> **Dataset records**:
*** Begin section ***

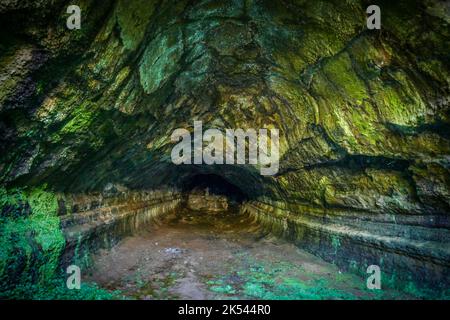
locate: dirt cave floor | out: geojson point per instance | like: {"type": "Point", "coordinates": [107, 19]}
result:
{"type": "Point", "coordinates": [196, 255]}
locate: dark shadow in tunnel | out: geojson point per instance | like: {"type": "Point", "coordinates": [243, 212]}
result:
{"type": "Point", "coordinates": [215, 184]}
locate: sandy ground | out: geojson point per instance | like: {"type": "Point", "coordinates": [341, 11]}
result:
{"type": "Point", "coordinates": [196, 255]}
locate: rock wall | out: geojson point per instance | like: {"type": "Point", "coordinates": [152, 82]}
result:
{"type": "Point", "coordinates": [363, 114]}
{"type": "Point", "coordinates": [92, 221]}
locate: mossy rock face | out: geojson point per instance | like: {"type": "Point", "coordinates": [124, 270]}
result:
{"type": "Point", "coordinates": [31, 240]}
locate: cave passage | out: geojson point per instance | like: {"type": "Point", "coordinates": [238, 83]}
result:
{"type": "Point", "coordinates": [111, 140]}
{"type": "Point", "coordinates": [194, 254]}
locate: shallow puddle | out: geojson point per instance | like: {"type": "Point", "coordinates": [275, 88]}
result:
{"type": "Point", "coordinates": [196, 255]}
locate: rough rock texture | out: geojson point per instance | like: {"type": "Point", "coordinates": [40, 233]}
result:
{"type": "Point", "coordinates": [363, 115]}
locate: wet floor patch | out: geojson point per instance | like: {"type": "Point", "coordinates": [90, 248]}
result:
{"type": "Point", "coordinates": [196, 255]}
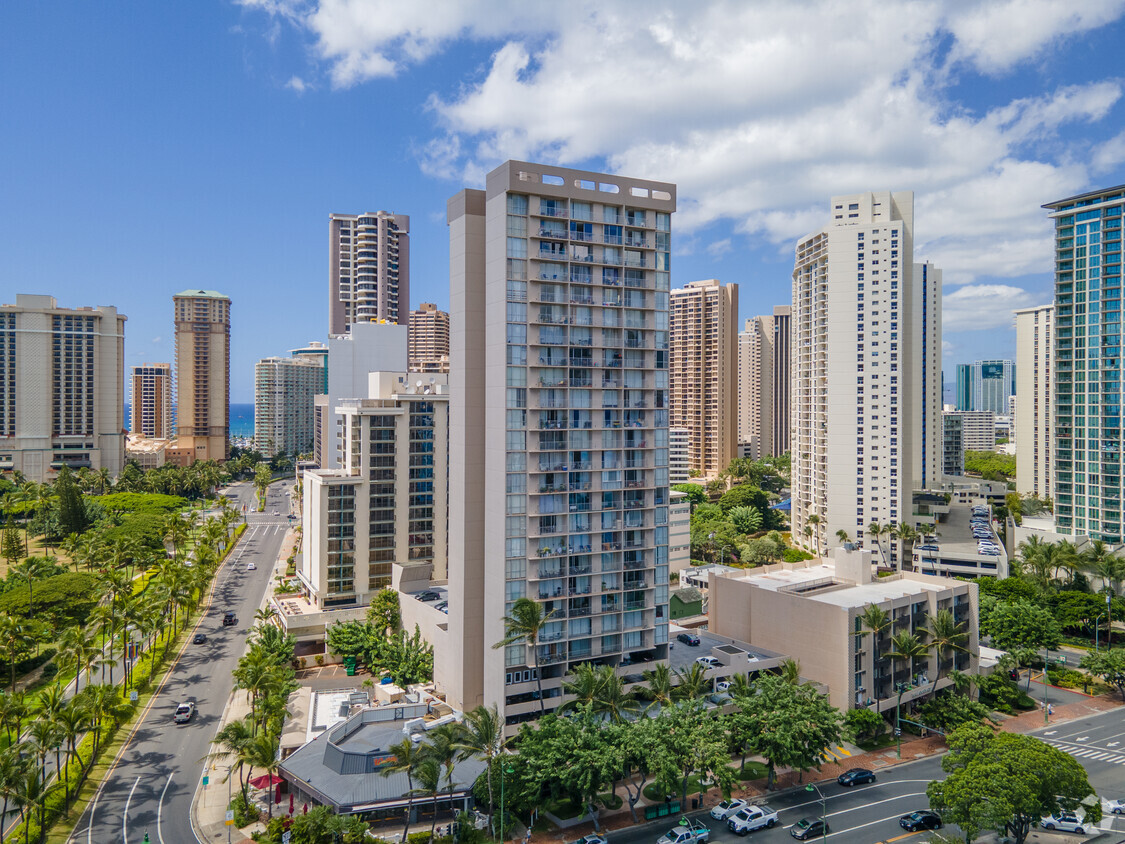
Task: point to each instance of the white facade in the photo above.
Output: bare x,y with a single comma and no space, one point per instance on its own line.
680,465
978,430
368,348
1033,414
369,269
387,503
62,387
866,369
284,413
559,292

*** End section ***

> **Problem statement**:
Repeat, exactly and in full, all the material above except its pictures.

> **Answer area**:
locate: dirt cave floor | out: geojson point per instance | like: {"type": "Point", "coordinates": [107, 19]}
result:
{"type": "Point", "coordinates": [196, 255]}
locate: dark shadow in tunnel | out: geojson point per instance | like: {"type": "Point", "coordinates": [243, 212]}
result:
{"type": "Point", "coordinates": [215, 184]}
locate: sandy ground | out: geojson point per instance | like: {"type": "Point", "coordinates": [341, 11]}
result:
{"type": "Point", "coordinates": [196, 255]}
locate: rock wall | out: geojson point per instance | like: {"type": "Point", "coordinates": [152, 82]}
result:
{"type": "Point", "coordinates": [363, 114]}
{"type": "Point", "coordinates": [92, 221]}
locate: mossy rock face | out: geojson point per instance | like: {"type": "Point", "coordinates": [124, 270]}
result:
{"type": "Point", "coordinates": [31, 240]}
locate: cave passage | out: geojson point per instance | like: {"type": "Point", "coordinates": [238, 83]}
result:
{"type": "Point", "coordinates": [111, 140]}
{"type": "Point", "coordinates": [194, 254]}
locate: shallow puddle | out: geojson point per instance | like: {"type": "Point", "coordinates": [275, 88]}
result:
{"type": "Point", "coordinates": [196, 255]}
locate: rough rock texture | out: geojson point per instance | like: {"type": "Point", "coordinates": [40, 233]}
result:
{"type": "Point", "coordinates": [363, 115]}
locate: wet floor patch | out: geojson point per instance | like: {"type": "Point", "coordinates": [90, 248]}
result:
{"type": "Point", "coordinates": [196, 255]}
Task: point to each instance of the white facade in the photo above.
Output: bare x,y with a single comma and no space, one point per instance on its own line.
680,465
978,430
368,348
1033,414
369,269
387,503
62,387
866,369
284,413
559,292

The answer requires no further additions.